### [WHAT TO DO]
Wherever pictures occur in the entries below, leave them out and retype the rest exactly.

### [ENTRIES SHOWN]
==============================
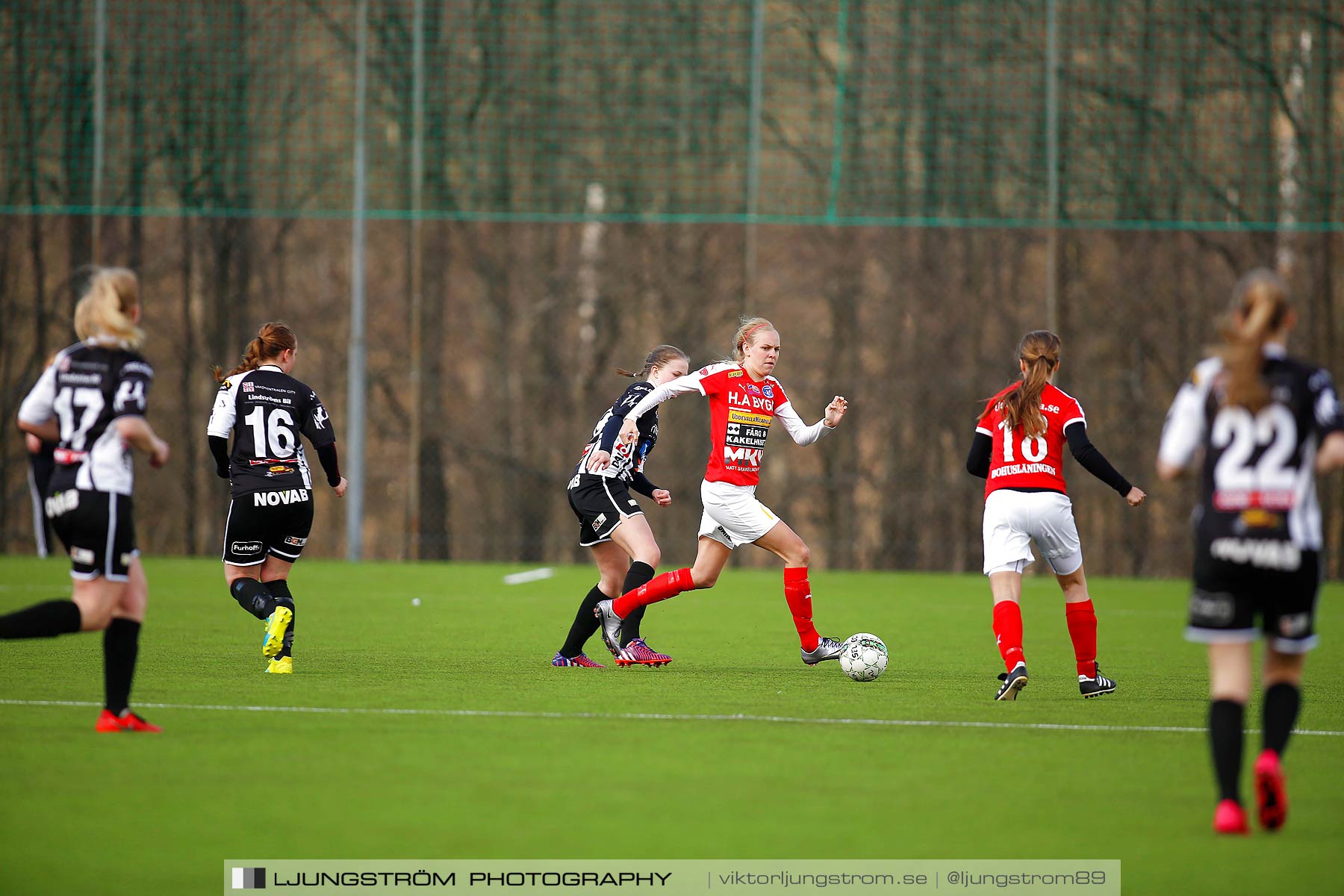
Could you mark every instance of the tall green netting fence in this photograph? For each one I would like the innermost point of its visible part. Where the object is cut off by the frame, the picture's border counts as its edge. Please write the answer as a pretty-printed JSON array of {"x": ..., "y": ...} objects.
[{"x": 906, "y": 186}]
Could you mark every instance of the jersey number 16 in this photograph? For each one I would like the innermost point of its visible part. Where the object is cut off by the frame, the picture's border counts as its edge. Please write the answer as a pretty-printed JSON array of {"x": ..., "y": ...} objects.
[{"x": 281, "y": 435}]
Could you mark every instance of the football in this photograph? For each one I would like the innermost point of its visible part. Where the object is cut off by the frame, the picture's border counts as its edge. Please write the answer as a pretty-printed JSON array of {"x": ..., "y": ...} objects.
[{"x": 863, "y": 657}]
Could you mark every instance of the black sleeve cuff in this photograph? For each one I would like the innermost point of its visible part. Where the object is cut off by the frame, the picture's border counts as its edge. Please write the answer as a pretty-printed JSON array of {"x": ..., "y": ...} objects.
[
  {"x": 977, "y": 462},
  {"x": 220, "y": 450},
  {"x": 643, "y": 485},
  {"x": 327, "y": 457}
]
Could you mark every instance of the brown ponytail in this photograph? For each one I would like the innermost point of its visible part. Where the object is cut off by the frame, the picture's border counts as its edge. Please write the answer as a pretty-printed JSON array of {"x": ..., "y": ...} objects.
[
  {"x": 1021, "y": 406},
  {"x": 658, "y": 358},
  {"x": 1260, "y": 307},
  {"x": 105, "y": 309},
  {"x": 272, "y": 340}
]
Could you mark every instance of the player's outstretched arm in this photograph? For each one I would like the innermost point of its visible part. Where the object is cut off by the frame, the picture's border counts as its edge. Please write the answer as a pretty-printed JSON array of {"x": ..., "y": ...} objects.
[
  {"x": 47, "y": 432},
  {"x": 804, "y": 435},
  {"x": 631, "y": 430},
  {"x": 137, "y": 433},
  {"x": 1092, "y": 460},
  {"x": 1331, "y": 457}
]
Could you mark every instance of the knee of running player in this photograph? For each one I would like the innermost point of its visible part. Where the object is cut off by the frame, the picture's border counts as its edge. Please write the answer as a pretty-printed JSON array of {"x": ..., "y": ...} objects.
[
  {"x": 253, "y": 597},
  {"x": 799, "y": 555},
  {"x": 703, "y": 578},
  {"x": 611, "y": 585},
  {"x": 96, "y": 606},
  {"x": 652, "y": 555}
]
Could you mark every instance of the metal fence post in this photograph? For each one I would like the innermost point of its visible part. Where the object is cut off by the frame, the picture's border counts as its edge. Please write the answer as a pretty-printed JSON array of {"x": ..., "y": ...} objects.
[{"x": 355, "y": 373}]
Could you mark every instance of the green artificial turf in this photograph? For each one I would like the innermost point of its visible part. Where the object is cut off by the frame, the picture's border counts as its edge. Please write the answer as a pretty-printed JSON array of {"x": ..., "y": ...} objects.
[{"x": 140, "y": 813}]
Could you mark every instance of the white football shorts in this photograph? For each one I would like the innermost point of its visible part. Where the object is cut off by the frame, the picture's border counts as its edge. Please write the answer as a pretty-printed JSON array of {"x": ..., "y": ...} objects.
[
  {"x": 1014, "y": 519},
  {"x": 732, "y": 514}
]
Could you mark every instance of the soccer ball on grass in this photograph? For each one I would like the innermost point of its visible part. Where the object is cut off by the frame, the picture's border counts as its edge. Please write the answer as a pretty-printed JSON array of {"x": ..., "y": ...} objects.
[{"x": 863, "y": 657}]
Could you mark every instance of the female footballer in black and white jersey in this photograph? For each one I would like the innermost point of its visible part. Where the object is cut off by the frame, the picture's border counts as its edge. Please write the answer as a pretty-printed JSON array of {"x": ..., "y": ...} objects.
[
  {"x": 611, "y": 521},
  {"x": 92, "y": 402},
  {"x": 272, "y": 508},
  {"x": 1268, "y": 425}
]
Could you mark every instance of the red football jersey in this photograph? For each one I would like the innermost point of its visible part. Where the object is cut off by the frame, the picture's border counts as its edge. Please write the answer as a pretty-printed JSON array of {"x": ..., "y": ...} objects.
[
  {"x": 741, "y": 410},
  {"x": 1021, "y": 462}
]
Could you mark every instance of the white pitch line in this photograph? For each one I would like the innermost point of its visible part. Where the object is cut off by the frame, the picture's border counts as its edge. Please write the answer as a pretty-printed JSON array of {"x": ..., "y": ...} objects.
[{"x": 655, "y": 716}]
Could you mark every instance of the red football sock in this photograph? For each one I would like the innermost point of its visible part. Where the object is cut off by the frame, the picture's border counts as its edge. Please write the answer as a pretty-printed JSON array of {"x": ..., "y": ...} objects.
[
  {"x": 1082, "y": 629},
  {"x": 656, "y": 588},
  {"x": 1008, "y": 632},
  {"x": 797, "y": 591}
]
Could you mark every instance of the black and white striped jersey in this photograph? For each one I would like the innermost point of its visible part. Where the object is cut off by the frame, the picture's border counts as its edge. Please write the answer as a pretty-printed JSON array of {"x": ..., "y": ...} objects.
[
  {"x": 87, "y": 388},
  {"x": 626, "y": 460},
  {"x": 267, "y": 410},
  {"x": 1260, "y": 469}
]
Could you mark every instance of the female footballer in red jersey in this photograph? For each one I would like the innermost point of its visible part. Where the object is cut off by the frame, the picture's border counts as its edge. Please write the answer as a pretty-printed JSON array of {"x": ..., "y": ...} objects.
[
  {"x": 612, "y": 526},
  {"x": 1266, "y": 425},
  {"x": 1019, "y": 452},
  {"x": 744, "y": 401}
]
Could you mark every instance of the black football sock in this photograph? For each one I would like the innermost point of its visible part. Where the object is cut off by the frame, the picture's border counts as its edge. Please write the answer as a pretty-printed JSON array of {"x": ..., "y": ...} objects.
[
  {"x": 1225, "y": 735},
  {"x": 253, "y": 597},
  {"x": 120, "y": 648},
  {"x": 1281, "y": 704},
  {"x": 280, "y": 590},
  {"x": 585, "y": 623},
  {"x": 42, "y": 621},
  {"x": 638, "y": 575}
]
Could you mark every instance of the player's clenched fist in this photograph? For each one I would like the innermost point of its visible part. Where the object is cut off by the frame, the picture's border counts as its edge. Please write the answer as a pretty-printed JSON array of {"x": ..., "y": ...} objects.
[{"x": 835, "y": 410}]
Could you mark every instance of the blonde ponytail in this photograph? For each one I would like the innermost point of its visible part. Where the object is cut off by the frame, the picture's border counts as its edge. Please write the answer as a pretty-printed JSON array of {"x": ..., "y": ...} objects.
[
  {"x": 750, "y": 328},
  {"x": 105, "y": 311}
]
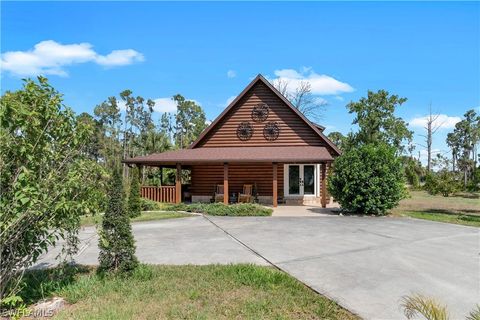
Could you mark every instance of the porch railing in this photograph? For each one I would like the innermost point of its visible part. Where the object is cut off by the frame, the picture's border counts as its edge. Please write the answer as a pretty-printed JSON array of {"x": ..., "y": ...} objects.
==============================
### [OUTPUT OF THE TASK]
Could you mark every instance of the tall green netting fence in this photograph? For each one I would like the innermost point of its visible part. Where the object is cut off by the frame, the picture's border counts as its edge. Please write the answer as a pretty-printed JSON array of {"x": ..., "y": ...} objects.
[{"x": 906, "y": 186}]
Could you mark every instance of the jersey number 16 in this photograph? For each one I would like the innermost point of its visible part. Where the object is cut off by the frame, the picture's border counts as its edge. Please write the answer as a pretty-printed JSON array of {"x": ..., "y": ...} objects.
[{"x": 281, "y": 435}]
Could you mark every instance of the football in this photograph? For each one I would like the innermost point of its visible part. Where the object is cut off by the frame, the picture's border counts as its edge. Please write the answer as a pretty-printed JSON array of {"x": ..., "y": ...} objects.
[{"x": 863, "y": 657}]
Could you mark every instance of the black sleeve cuff in this photograph? For each one I would like the innermost point of its visible part. Where the object is cut off by the frame, the picture's border counts as its edge. Please write the answer as a pretty-printed JSON array of {"x": ..., "y": ...} objects.
[
  {"x": 977, "y": 462},
  {"x": 220, "y": 450},
  {"x": 643, "y": 485},
  {"x": 327, "y": 457}
]
Could you mark every instance of the brown ponytail in this photograph? For each one I would like the innermost point of its visible part. Where the object is cut off by the frame, the picture's border counts as its edge. Please write the answer as a pretty-printed JSON array of {"x": ..., "y": ...} objects.
[
  {"x": 1021, "y": 406},
  {"x": 658, "y": 358},
  {"x": 1260, "y": 307},
  {"x": 105, "y": 309},
  {"x": 272, "y": 340}
]
Could you mark every instance of the player's outstretched arm in this photograph? For each one I would like the innermost point of its visible part. Where the object is cut off by the frame, the picture's border counts as its edge. Please write the answer as a pretty-printed JSON array of {"x": ..., "y": ...} objects.
[
  {"x": 47, "y": 432},
  {"x": 804, "y": 435},
  {"x": 631, "y": 430},
  {"x": 137, "y": 433},
  {"x": 1092, "y": 460},
  {"x": 1331, "y": 457}
]
Could you mark every instance of the knee of running player in this photograph? For each one I would like the innermost point of its visible part. Where the object is cut off by the frame, the picture's border counts as its edge. Please write the answer as a pretty-printed JSON array of {"x": ..., "y": ...} objects.
[
  {"x": 253, "y": 597},
  {"x": 799, "y": 555},
  {"x": 703, "y": 578},
  {"x": 611, "y": 585},
  {"x": 96, "y": 606},
  {"x": 652, "y": 555}
]
Could you mark every instance of the metal fence post in this photograph? For each one I would like the innermost point of its visible part. Where the object is cut off by the frame, the picture's border counts as its edge. Please write the answer as a pretty-printed JSON array of {"x": ..., "y": ...} objects.
[{"x": 355, "y": 373}]
Could you mark every instance of the green artificial turf in this photograph? For each one I would like the innermost point of its visible part. Where the object is cut off by the frame, the picture's border counts as its edge. Please write the answer as a pretty-printed JSON array of {"x": ..., "y": ...} objects.
[{"x": 140, "y": 813}]
Could you mark every instance of the white football shorts in this photograph? For each one I would like the innermost point of its visible part. Where the object is cut off by the frame, the picture's border counts as its edge. Please write the answer as a pretty-printed JSON array of {"x": ..., "y": ...} objects.
[
  {"x": 1014, "y": 519},
  {"x": 732, "y": 514}
]
Could you mark every instance of the soccer ball on grass in this photograph? For each one I would like the innermost point of its visible part. Where the object is cut off by the frame, the picture's border counts as its edge. Please write the answer as a pretty-printed JSON array of {"x": ..., "y": ...} objects.
[{"x": 863, "y": 657}]
Could you mark every instance of the female footballer in black and white jersey in this photograph? For each one I would like the innermost point of its visible part. Where the object is cut off by the frame, the picture's border counts as its edge. Please write the answer as a pretty-printed JSON array of {"x": ..., "y": ...} objects.
[
  {"x": 611, "y": 521},
  {"x": 92, "y": 402},
  {"x": 272, "y": 508},
  {"x": 1268, "y": 425}
]
Could you mark every instance of the red football jersey in this photograph? For each one I would like the innermost point of its visible part. Where the object is cut off by the frame, the picture's border counts as its edge. Please write the answer as a pretty-printed JSON array of {"x": ..., "y": ...} objects.
[
  {"x": 741, "y": 410},
  {"x": 1021, "y": 462}
]
Could you mark every instance of the white pitch line in this photograph? For each one I would like the innermost point of its visible part. Where the object is cut off by the frame, the picture's border counts as its edge. Please write the answer as a pretty-printed JSON array of {"x": ..., "y": ...} objects.
[{"x": 655, "y": 716}]
Could you mark every instance of the red football sock in this photograph? For each one I would like the innermost point of its visible part. Where the object is cut off by the frame, the picture's border counts as its edge. Please write the answer as a pretty-printed JSON array of {"x": ..., "y": ...} objects.
[
  {"x": 1082, "y": 629},
  {"x": 656, "y": 588},
  {"x": 1008, "y": 632},
  {"x": 797, "y": 591}
]
Could you mark every instance of the black and white striped jersey in this photograph? For each one I would like the innermost point of its visible part. Where the object is cut off by the frame, the picture's border counts as its edge. Please write the answer as a pretty-printed JSON array of {"x": ..., "y": ...} objects.
[
  {"x": 87, "y": 388},
  {"x": 626, "y": 460},
  {"x": 267, "y": 410},
  {"x": 1260, "y": 469}
]
Could you mark every instance of the female footballer in red jersey in this photograph? For each one I would like the innermost point of its visible part. Where the object is cut off by the frame, the picture's border counts as its edge. Please write the answer as a pretty-printed JSON array of {"x": ..., "y": ...} objects.
[
  {"x": 612, "y": 526},
  {"x": 1266, "y": 425},
  {"x": 1019, "y": 452},
  {"x": 744, "y": 401}
]
Could you mark every instance of the black football sock in this photograph? For each one I would like the innermost point of its visible part. Where the object is cut off by the frame, the picture's border counts as its edge. Please write the answer as a pretty-printed JSON array of {"x": ..., "y": ...} objects.
[
  {"x": 1225, "y": 735},
  {"x": 253, "y": 597},
  {"x": 120, "y": 648},
  {"x": 1281, "y": 704},
  {"x": 280, "y": 590},
  {"x": 585, "y": 623},
  {"x": 42, "y": 621},
  {"x": 638, "y": 575}
]
Could you mark every instance of the player's clenched fist in this photograph? For each one I would like the innermost point of its visible part. Where the object is cut off by the frame, the picture's border counts as its edge. Please write the answer as a pretty-printed JSON array of {"x": ..., "y": ...} objects.
[{"x": 835, "y": 410}]
Could you mark every instance of the blonde ponytail in this photograph? For each one I would like the innermost point of its visible part. Where the object is cut off by the frame, the picture's border counts as its edge. Please write the answer as a pretty-printed JSON array of {"x": ..., "y": ...} objects.
[
  {"x": 750, "y": 328},
  {"x": 105, "y": 311}
]
Could you mark every instance of the porch railing in this photograph? For each one I would like the innermost point of its visible part. Where the object is cut off by the frame, the picture's border counts as its edge. Please write the answer as a pretty-printed JSON array of {"x": ..., "y": ...} objects.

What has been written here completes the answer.